* Given instruction:
Put every line of the entries below into a numbered list, leaving out any blank lines.

— Begin —

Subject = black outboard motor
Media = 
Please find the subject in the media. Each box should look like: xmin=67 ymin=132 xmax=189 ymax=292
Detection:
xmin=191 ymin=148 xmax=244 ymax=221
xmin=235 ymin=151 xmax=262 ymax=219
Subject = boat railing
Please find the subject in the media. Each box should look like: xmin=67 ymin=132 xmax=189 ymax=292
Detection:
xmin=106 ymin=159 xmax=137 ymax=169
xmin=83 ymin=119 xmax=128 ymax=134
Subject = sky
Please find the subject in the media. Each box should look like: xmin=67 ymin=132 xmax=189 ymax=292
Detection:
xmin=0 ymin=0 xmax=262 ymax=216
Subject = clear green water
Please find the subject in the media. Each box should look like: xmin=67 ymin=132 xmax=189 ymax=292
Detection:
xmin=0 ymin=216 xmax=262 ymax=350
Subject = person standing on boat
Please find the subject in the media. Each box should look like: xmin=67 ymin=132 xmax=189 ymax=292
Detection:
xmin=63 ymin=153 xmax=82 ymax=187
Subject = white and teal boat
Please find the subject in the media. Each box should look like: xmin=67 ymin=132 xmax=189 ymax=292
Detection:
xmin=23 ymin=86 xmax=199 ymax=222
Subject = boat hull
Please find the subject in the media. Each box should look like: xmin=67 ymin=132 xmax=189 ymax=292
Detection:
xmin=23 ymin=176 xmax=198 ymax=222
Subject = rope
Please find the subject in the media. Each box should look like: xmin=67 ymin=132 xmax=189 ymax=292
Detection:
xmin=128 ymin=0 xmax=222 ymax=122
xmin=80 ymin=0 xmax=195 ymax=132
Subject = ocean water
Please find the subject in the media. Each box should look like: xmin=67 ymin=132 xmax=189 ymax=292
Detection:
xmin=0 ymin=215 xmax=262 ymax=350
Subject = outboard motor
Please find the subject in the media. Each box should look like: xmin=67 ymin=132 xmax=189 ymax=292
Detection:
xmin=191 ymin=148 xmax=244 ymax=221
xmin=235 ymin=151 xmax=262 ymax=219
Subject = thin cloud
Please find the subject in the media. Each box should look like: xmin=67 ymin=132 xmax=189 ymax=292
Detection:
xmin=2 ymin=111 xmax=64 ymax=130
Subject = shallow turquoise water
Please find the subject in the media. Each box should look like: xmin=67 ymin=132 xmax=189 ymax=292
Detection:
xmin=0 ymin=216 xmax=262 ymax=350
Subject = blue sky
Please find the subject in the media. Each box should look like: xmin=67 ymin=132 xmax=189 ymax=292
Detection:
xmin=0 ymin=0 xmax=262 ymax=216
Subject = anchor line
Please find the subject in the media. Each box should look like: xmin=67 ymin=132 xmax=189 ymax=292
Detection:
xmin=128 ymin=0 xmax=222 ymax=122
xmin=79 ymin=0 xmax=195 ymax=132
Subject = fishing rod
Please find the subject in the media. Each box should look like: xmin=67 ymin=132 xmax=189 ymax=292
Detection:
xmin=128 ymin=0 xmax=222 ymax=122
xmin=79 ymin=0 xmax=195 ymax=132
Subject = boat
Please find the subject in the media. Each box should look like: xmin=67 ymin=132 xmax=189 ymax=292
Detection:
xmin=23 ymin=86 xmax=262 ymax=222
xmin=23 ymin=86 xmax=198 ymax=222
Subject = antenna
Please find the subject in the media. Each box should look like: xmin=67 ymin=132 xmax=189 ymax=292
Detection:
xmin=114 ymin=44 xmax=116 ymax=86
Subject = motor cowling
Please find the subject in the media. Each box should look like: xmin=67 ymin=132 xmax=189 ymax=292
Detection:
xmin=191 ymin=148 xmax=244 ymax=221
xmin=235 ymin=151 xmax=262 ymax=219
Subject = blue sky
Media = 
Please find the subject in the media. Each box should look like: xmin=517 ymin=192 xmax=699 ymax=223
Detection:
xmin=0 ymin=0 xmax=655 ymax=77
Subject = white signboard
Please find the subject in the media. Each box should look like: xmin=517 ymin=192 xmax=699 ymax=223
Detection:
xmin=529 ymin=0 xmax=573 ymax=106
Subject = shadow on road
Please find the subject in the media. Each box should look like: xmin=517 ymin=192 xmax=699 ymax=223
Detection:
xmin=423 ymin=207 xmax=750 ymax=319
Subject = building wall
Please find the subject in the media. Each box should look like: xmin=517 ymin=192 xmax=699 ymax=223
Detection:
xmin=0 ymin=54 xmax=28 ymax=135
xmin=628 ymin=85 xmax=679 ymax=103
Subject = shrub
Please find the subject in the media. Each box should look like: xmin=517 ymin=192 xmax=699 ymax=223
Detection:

— End —

* Reply to the task:
1. Subject = black outboard motor
2. Media = 
3. Please find the subject in the media. Each box should look like: xmin=67 ymin=132 xmax=189 ymax=292
4. Detection:
5. xmin=191 ymin=148 xmax=244 ymax=221
6. xmin=235 ymin=151 xmax=262 ymax=219
7. Subject = boat railing
8. Please find the subject in the media. Each box should look like: xmin=67 ymin=132 xmax=189 ymax=292
9. Detection:
10. xmin=106 ymin=159 xmax=137 ymax=169
11. xmin=83 ymin=119 xmax=128 ymax=134
12. Subject = sky
13. Please find the subject in the media. Each box should look like: xmin=67 ymin=132 xmax=189 ymax=292
14. Detection:
15. xmin=0 ymin=0 xmax=262 ymax=216
16. Subject = clear green water
17. Please find the subject in the media. Each box should look like: xmin=67 ymin=132 xmax=189 ymax=292
18. Detection:
19. xmin=0 ymin=216 xmax=262 ymax=350
20. Subject = person standing on boat
21. Please find the subject in the media. Each box should look like: xmin=67 ymin=132 xmax=189 ymax=292
22. Detection:
23. xmin=63 ymin=153 xmax=82 ymax=187
24. Subject = white and teal boat
25. Please find the subject in the media. Each box should look like: xmin=67 ymin=132 xmax=189 ymax=292
26. Detection:
27. xmin=23 ymin=86 xmax=199 ymax=222
28. Subject = boat hull
29. Please find the subject in the media. Each box should look like: xmin=67 ymin=132 xmax=189 ymax=292
30. Detection:
31. xmin=23 ymin=176 xmax=198 ymax=222
32. Subject = rope
33. Please find the subject in the media. Each box should look like: xmin=67 ymin=132 xmax=189 ymax=292
34. Detection:
35. xmin=128 ymin=0 xmax=222 ymax=122
36. xmin=80 ymin=0 xmax=195 ymax=132
37. Subject = ocean water
38. Please find the subject in the media. Each box should look like: xmin=67 ymin=132 xmax=189 ymax=292
39. Detection:
40. xmin=0 ymin=215 xmax=262 ymax=350
41. Subject = outboard motor
42. Please find the subject in the media. Each box should look like: xmin=67 ymin=132 xmax=189 ymax=292
43. Detection:
44. xmin=191 ymin=148 xmax=244 ymax=221
45. xmin=235 ymin=151 xmax=262 ymax=219
46. Subject = thin cloud
47. Please find the subject in the media. Each box should look like: xmin=67 ymin=132 xmax=189 ymax=292
48. Detection:
49. xmin=2 ymin=111 xmax=64 ymax=130
50. Subject = shallow turquoise water
51. Please find the subject in the media. Each box should look like: xmin=67 ymin=132 xmax=189 ymax=292
52. Detection:
53. xmin=0 ymin=216 xmax=262 ymax=350
54. Subject = blue sky
55. Please find the subject in the media. Each box should look like: xmin=67 ymin=132 xmax=189 ymax=292
56. Detection:
57. xmin=0 ymin=0 xmax=262 ymax=216
58. Subject = anchor line
59. Please find the subject in the media. Each box should look like: xmin=67 ymin=132 xmax=189 ymax=292
60. Detection:
61. xmin=128 ymin=0 xmax=222 ymax=122
62. xmin=79 ymin=0 xmax=195 ymax=132
63. Subject = fishing rod
64. Please find the subject in the media. Each box should look like: xmin=67 ymin=132 xmax=189 ymax=292
65. Detection:
66. xmin=128 ymin=0 xmax=222 ymax=122
67. xmin=79 ymin=0 xmax=195 ymax=132
68. Subject = boat
69. Please find the subject in the media. Each box should look like: xmin=67 ymin=132 xmax=189 ymax=292
70. Detection:
71. xmin=23 ymin=86 xmax=262 ymax=222
72. xmin=23 ymin=86 xmax=198 ymax=222
73. Subject = antenna
74. Please find the subject in the media. Each box should look like: xmin=67 ymin=132 xmax=189 ymax=292
75. Detection:
76. xmin=114 ymin=44 xmax=116 ymax=86
77. Subject = motor cowling
78. Please find the subject in the media. Each box should look like: xmin=67 ymin=132 xmax=189 ymax=292
79. Detection:
80. xmin=191 ymin=148 xmax=244 ymax=221
81. xmin=235 ymin=151 xmax=262 ymax=219
82. Subject = blue sky
83. Media = 
84. Please find the subject in the media. Each box should look like: xmin=517 ymin=192 xmax=699 ymax=223
85. Detection:
86. xmin=0 ymin=0 xmax=655 ymax=77
87. Subject = white signboard
88. Please find the subject in the media. Each box should look like: xmin=517 ymin=192 xmax=699 ymax=223
89. Detection:
90. xmin=529 ymin=0 xmax=573 ymax=106
91. Subject = shadow on road
92. Please find the subject in the media. Each box should look like: xmin=517 ymin=192 xmax=699 ymax=223
93. Detection:
94. xmin=423 ymin=207 xmax=750 ymax=319
95. Subject = building wall
96. Please find the subject in the media. Each box should look like: xmin=517 ymin=192 xmax=699 ymax=223
97. Detection:
98. xmin=0 ymin=54 xmax=28 ymax=135
99. xmin=628 ymin=85 xmax=679 ymax=103
100. Subject = shrub
101. Please find the subject in the media. Each box should look like: xmin=517 ymin=192 xmax=699 ymax=223
102. Detection:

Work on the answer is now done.